TRY IT
Reproduce the entries exactly as they appear below.

DATASET EXCERPTS
--- START ---
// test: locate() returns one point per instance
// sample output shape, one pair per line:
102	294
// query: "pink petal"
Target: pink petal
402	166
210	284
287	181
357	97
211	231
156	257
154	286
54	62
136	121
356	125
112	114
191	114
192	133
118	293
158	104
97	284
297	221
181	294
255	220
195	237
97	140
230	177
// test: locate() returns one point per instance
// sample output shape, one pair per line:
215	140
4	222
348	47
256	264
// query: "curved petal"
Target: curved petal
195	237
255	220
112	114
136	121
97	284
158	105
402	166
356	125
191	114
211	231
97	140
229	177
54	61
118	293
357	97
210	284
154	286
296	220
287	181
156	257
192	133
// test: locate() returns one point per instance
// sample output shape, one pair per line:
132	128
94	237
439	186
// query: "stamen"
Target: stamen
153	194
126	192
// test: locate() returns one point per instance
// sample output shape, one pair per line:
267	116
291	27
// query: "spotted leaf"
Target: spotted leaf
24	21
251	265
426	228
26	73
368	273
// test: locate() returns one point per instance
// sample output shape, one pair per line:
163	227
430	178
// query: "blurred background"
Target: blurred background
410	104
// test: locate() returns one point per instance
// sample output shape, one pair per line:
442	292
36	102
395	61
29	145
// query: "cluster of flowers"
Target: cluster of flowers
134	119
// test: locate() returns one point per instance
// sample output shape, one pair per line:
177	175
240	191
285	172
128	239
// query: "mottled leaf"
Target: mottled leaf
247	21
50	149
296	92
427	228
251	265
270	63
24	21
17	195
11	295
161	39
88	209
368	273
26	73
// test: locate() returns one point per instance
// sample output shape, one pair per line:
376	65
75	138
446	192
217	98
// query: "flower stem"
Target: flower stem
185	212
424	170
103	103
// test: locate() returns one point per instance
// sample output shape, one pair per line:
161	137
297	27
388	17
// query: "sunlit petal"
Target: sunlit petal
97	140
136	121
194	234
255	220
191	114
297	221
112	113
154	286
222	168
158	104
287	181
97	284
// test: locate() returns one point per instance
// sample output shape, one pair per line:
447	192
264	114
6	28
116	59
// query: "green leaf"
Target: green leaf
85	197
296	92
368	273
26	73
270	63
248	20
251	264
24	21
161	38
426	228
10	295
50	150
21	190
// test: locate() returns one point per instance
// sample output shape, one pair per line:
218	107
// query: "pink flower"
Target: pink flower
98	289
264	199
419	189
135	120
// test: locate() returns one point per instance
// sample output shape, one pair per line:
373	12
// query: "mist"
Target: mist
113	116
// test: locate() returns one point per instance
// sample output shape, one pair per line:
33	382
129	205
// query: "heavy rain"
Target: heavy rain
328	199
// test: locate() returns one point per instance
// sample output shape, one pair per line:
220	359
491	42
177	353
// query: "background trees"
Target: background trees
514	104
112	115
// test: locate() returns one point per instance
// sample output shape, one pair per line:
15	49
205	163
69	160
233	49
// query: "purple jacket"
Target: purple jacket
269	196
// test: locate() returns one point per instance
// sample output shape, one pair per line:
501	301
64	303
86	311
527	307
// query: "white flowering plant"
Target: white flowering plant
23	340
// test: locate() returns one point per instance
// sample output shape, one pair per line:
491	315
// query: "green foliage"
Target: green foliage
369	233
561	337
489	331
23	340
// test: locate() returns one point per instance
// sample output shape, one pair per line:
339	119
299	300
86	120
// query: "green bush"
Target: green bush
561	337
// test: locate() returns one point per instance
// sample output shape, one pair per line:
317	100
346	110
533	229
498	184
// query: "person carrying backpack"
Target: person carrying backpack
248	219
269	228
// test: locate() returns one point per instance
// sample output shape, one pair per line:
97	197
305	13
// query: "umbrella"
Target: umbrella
--- END ---
WRITTEN RESPONSE
// test: locate() returns one point per instance
// sample output shape, one pair per line:
102	294
// query: "pink petal"
Target: pink petal
402	166
210	284
287	181
357	97
211	231
156	257
154	286
54	62
136	121
356	125
112	114
191	114
192	133
118	293
158	104
97	284
297	221
181	294
255	220
195	237
97	140
230	177
// test: locate() returns one point per instance
// sample output shape, one pair per line:
215	140
4	222
348	47
256	264
// query: "curved petal"
Target: curved petal
195	237
255	220
112	114
136	121
97	284
158	105
402	166
356	125
191	114
211	231
97	140
229	177
54	61
118	293
357	97
210	284
154	286
296	220
287	181
156	257
192	133
// test: locate() returns one point per instance
// sample output shape, one pair per line:
132	128
94	237
439	186
// query: "stamen"
Target: stamen
153	194
126	192
// test: locate() returns one point per instance
// sample output shape, one pair per line:
267	116
291	27
// query: "spotted leaf"
Target: spotted leaf
24	21
251	265
426	228
26	73
368	273
// test: locate() returns one point per instance
// sample output shape, one pair per line:
163	227
430	178
// query: "blurred background"
Target: blurred background
410	104
// test: locate() returns one point per instance
// sample output shape, one pair per line:
442	292
36	102
395	61
29	145
// query: "cluster of flowers"
Target: cluster of flowers
134	119
// test: locate() returns one point per instance
// sample output shape, one pair per line:
177	175
240	191
285	172
128	239
// query: "mottled leaf"
Target: mottled leaf
247	21
50	149
296	92
427	228
251	265
270	63
24	21
17	195
11	295
161	39
88	209
368	273
26	73
// test: locate() returns one point per instance
// sample output shape, one pair per line:
376	65
75	138
446	192
217	98
// query: "flower stem"
Target: flower stem
185	212
424	170
103	103
// test: locate() returns one point per instance
// sample output shape, one pair per line:
161	137
297	27
388	17
// query: "sunlit petal"
Target: sunlit petal
97	140
136	121
194	234
255	220
191	114
297	221
112	113
154	286
222	168
158	104
287	181
97	284
// test: locate() returns one point per instance
// sample output shape, one pair per line:
447	192
264	114
6	28
116	59
// query: "green leaf"
Target: green leaf
85	197
296	92
368	273
26	73
270	63
248	20
251	264
24	21
161	38
426	228
10	295
50	150
21	190
// test: locate() returns one point per instance
// sample output shape, one pair per line:
218	107
// query: "pink flower"
Target: pink flower
98	289
264	199
419	189
135	120
// test: locate() returns one point per instance
// sample output shape, one pair per line:
373	12
// query: "mist"
Target: mist
113	116
// test: locate() returns one point per instance
// sample output shape, one pair per line:
33	382
129	205
// query: "heavy rain"
Target: heavy rain
328	199
// test: locate() returns one point per instance
// sample output shape, one pair per line:
220	359
491	42
177	353
// query: "background trees"
Target: background trees
514	104
112	115
// test: locate() returns one point per instance
// sample output shape, one pair per line:
15	49
205	163
69	160
233	49
// query: "purple jacket"
Target: purple jacket
269	196
// test: locate() returns one point per instance
// sample output shape, one pair per line:
501	301
64	303
86	311
527	307
// query: "white flowering plant"
Target: white flowering plant
23	340
// test: locate() returns one point per instance
// sample output shape, one pair per line:
491	315
// query: "green foliage"
Target: green foliage
369	233
561	337
489	331
23	340
// test: locate() returns one point per instance
// sample output shape, one pair per line:
339	119
299	300
86	120
// query: "green bush"
Target: green bush
561	337
// test: locate() returns one point per instance
// sample output shape, one pair per line:
317	100
346	110
533	229
498	184
// query: "person carrying backpack"
Target: person carrying backpack
248	219
269	228
// test: locate() returns one point per instance
// sample output shape, one pair per line:
97	197
305	13
// query: "umbrella"
Target: umbrella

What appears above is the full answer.